▶ [CONSEGNA 1]:
Rispondi alle domande seguenti in base al testo sull'Ucraina nei media italiani.
(a) Come descriveva l'Ucraina la rivista "Limes" all'inizio degli anni '90?
(b) Chi mandarono i media italiani nel 2004 a seguire gli eventi in Ucraina?
(c) A chi era indirizzata la lettera aperta di Giovanna Brogi?
▶ [CONSEGNA 2]:
Riporta senza alcuna modifica tutto ciò che nel testo sull'Ucraina nei media italiani va da "Un’altra particolarità che" fino a "risulta sempre esaustiva.".

▶ [TESTO DEL DOCUMENTO]:
☆ ☆ ☆ ☆
Un’altra particolarità che ha influenzato la copertura del tema ucraino nei media italiani è data sia dal numero ristretto di esperti qualificati che si specializzano in Ucraina, sia da un accesso limitato da parte loro ai media che formano l’opinione pubblica. Gli esperti più richiesti sul tema ucraino nei media sono spesso stati quelli la cui opinione coincide con la narrazione abituale e la loro conoscenza della storia e della politica del Paese non risulta sempre esaustiva.
La rivista geopolitica “Limes”, ad esempio, è stata una delle prime – all’inizio degli anni ’90 – a scrivere sull’Ucraina descrivendola come un’appendice della Russia a cui prima o poi sarebbe stata annessa. “Tranne qualche qualificata eccezione, i cosiddetti esperti di Ucraina che scrivevano per ‘Limes’ erano per lo più ex corrispondenti da Mosca dei tempi sovietici o addirittura consulenti del Cremlino,” specifica Di Pasquale.
Nei primi anni dopo l’indipendenza, l’Ucraina non aveva una voce propria tra i media italiani. Del Paese si raccontava utilizzando informazioni provenienti dalle agenzie di stampa e dai canali TV russi. Quando, nel 2004, l’attenzione internazionale venne attratta dagli sviluppi della Rivoluzione Arancione, i media italiani inviarono i propri corrispondenti basati a Mosca per coprire gli eventi in Ucraina: e di frequente il risultato fu una copertura prevenuta. “La situazione era talmente imbarazzante che Giovanna Brogi, presidente dell’Associazione italiana per gli studi ucraini, scrisse una lettera aperta ai vertici della RAI, l’emittente nazionale pubblica italiana, chiedendo una copertura più equilibrata degli eventi che stavano succedendo in Ucraina,” afferma Di Pasquale. A tale lettera, purtroppo, non è mai giunta risposta, aggiunge il ricercatore.
☆ ☆ ☆ ☆
▶ [MATERIALE DI PARTENZA]:
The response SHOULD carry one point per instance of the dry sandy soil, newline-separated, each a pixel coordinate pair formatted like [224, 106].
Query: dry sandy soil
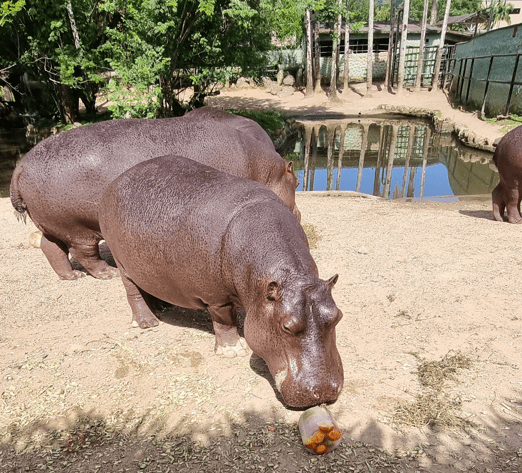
[431, 334]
☆ ☆ ☆ ☆
▶ [RISULTATO FINALE 1]:
(a) Come un'appendice della Russia a cui prima o poi sarebbe stata annessa.
(b) I propri corrispondenti basati a Mosca.
(c) Ai vertici della RAI, l'emittente nazionale pubblica italiana.

▶ [RISULTATO FINALE 2]:
Un’altra particolarità che ha influenzato la copertura del tema ucraino nei media italiani è data sia dal numero ristretto di esperti qualificati che si specializzano in Ucraina, sia da un accesso limitato da parte loro ai media che formano l’opinione pubblica. Gli esperti più richiesti sul tema ucraino nei media sono spesso stati quelli la cui opinione coincide con la narrazione abituale e la loro conoscenza della storia e della politica del Paese non risulta sempre esaustiva.